WHAT THE EXERCISE ASKS ▸ Return every line of the data below that contains the word "sample".

+---+

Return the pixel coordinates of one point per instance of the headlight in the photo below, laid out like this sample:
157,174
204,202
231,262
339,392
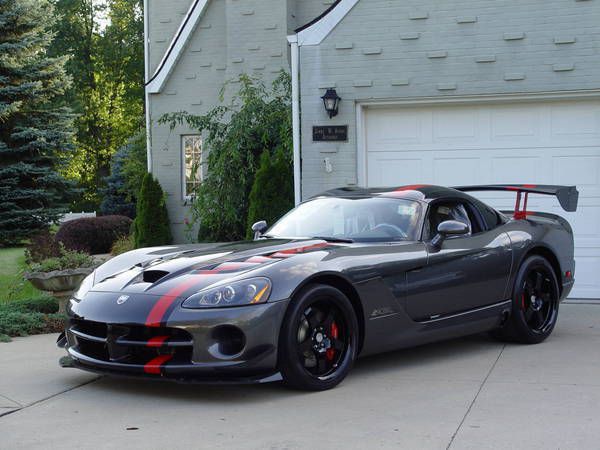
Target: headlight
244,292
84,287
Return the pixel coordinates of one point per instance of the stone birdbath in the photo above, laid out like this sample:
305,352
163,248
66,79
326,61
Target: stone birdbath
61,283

+---+

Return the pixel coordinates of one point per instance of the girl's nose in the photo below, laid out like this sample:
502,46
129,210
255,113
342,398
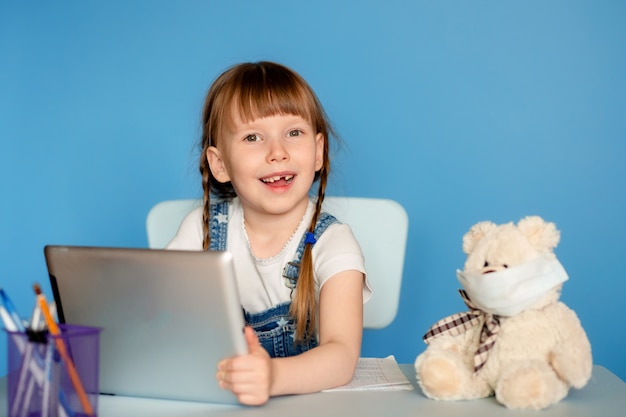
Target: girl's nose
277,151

+---+

RESPONSE FOR THIS EXERCISE ▸
Return the pixel coordinates of one point per instance of the headlight in the photo below, laid out like this sample:
Return the pixel coordinates of one point per instance of the stone birdbath in the photo above, laid out like this sample:
Return the pixel coordinates of one point per instance of the girl's nose in the photo below, laid out like this sample:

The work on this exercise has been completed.